* _Task instructions_
Copy out every line of the data where the word "instance" is found.

Collected data entries:
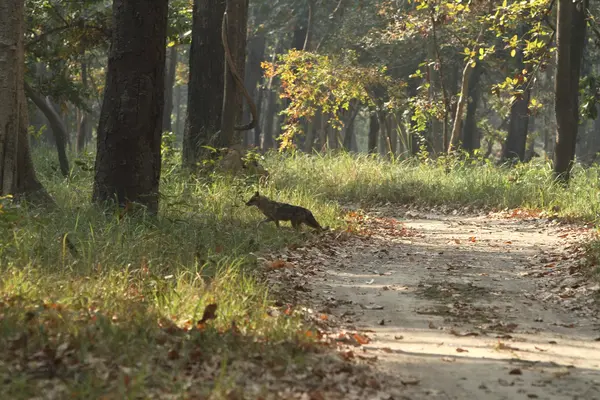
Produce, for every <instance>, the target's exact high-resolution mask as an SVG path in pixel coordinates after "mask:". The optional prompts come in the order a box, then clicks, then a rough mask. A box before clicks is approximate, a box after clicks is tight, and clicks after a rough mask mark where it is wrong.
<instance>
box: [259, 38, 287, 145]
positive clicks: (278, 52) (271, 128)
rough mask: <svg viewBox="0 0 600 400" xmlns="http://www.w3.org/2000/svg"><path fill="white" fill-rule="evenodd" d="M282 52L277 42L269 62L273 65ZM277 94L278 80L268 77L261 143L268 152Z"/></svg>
mask: <svg viewBox="0 0 600 400" xmlns="http://www.w3.org/2000/svg"><path fill="white" fill-rule="evenodd" d="M282 50H283V46H282V42H281V40H278V41H277V44H276V45H275V51H274V52H273V57H272V58H271V62H272V63H274V62H275V61H276V60H277V55H278V54H279V53H281V51H282ZM278 92H279V80H278V79H277V77H274V76H272V77H270V78H269V83H268V84H267V88H266V93H267V95H266V101H267V107H266V110H265V117H264V130H263V141H262V149H263V150H265V151H266V150H270V149H272V148H273V146H274V144H275V140H274V131H275V129H274V124H275V113H276V112H277V98H278V96H277V93H278Z"/></svg>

* _Output for this exercise_
Produce, for every <instance>, the target's exact high-resolution mask as an SVG path in pixel coordinates after "mask:". The optional prompts come in the order a box, then clicks, then a rough mask. A box before clicks is approximate, a box after clicks is tight, and clicks after a rough mask mark where it is wrong.
<instance>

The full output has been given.